Available data:
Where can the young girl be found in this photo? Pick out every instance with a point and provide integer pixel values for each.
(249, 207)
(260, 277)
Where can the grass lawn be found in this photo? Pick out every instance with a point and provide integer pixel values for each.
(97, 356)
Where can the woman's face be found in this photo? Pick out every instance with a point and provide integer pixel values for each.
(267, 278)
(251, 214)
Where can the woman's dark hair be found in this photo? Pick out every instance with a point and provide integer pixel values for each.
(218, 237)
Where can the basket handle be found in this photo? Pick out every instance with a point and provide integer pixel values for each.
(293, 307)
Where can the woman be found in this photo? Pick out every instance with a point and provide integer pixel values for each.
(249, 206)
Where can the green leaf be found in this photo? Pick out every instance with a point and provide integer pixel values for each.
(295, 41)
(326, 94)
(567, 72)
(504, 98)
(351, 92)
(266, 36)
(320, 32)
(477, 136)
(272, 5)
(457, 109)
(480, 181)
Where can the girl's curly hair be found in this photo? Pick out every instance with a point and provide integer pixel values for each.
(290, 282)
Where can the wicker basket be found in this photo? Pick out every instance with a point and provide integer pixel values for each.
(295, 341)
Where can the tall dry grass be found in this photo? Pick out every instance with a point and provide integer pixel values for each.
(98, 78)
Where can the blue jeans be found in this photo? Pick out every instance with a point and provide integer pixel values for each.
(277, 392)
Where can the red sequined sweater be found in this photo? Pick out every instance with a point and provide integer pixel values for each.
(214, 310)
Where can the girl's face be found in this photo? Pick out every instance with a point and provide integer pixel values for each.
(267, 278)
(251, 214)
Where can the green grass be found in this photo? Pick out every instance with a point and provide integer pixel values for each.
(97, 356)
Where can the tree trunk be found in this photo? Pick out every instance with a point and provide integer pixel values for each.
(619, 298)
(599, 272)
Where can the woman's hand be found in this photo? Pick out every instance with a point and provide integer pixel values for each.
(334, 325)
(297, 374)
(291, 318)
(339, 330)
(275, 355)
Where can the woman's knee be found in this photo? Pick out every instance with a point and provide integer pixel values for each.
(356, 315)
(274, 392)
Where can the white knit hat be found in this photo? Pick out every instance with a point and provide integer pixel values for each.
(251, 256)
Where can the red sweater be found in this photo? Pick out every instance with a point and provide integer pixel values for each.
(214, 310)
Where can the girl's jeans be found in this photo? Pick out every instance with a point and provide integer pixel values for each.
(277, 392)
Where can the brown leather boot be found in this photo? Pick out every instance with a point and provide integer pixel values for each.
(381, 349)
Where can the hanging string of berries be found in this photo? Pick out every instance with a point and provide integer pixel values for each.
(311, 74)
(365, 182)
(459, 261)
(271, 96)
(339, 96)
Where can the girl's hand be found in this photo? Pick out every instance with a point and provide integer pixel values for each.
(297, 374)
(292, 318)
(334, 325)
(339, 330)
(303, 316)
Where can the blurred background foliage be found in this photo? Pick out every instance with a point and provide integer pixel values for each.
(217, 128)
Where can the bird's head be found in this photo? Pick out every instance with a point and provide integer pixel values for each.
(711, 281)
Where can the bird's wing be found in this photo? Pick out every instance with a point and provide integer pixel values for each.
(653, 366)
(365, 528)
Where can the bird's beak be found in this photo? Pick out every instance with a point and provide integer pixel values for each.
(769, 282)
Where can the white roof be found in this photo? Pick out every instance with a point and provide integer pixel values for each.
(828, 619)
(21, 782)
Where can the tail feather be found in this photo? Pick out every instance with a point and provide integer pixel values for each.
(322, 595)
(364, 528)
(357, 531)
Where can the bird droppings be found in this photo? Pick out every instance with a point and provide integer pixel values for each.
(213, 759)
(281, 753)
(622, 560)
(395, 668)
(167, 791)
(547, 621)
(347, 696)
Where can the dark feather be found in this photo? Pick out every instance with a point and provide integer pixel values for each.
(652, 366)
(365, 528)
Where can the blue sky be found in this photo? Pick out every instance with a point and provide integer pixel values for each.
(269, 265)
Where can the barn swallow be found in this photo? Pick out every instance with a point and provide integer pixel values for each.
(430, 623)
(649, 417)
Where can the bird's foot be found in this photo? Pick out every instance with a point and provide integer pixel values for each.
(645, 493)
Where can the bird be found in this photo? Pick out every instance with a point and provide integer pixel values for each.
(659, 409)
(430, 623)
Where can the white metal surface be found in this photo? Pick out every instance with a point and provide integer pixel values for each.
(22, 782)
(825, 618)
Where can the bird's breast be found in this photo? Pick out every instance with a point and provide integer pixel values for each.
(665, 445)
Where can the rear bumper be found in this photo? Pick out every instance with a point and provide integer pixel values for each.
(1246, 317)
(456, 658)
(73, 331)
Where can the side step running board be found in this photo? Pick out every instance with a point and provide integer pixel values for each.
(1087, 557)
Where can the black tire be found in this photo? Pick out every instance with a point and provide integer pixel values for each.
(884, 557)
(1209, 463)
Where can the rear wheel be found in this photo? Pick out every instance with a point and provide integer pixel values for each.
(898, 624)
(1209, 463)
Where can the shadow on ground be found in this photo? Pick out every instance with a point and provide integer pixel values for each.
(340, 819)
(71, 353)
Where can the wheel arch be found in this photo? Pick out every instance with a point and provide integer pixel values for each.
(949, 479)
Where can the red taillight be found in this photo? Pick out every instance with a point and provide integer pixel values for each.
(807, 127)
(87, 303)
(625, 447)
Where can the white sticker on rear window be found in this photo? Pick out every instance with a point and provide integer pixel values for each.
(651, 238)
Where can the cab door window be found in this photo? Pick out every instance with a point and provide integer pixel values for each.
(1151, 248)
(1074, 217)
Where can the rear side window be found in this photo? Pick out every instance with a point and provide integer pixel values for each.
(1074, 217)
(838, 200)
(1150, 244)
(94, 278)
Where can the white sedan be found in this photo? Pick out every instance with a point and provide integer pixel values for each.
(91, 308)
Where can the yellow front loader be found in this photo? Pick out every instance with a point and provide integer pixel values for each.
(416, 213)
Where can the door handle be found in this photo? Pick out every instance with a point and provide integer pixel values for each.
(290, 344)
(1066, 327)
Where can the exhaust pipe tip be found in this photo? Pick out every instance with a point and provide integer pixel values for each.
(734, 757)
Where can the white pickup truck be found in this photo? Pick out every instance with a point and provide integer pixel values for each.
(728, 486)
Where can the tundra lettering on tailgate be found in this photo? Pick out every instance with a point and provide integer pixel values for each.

What is required:
Print the items above again word for word, starting at the line that contains "Where can the exhaust" and continuing through the last line of the items.

Full output:
Where can the exhaust pipe tip be found in this photo? Pick out every instance with a point and provide integer pixel values for each.
(734, 757)
Where can the white pickup truck be found in this photo? Pick out every instance with a point and provide integer pixel values for each.
(728, 486)
Where can the tundra lettering on tailgate be found in this photo? Pick out every instance with a point and provide integer pixel values for each.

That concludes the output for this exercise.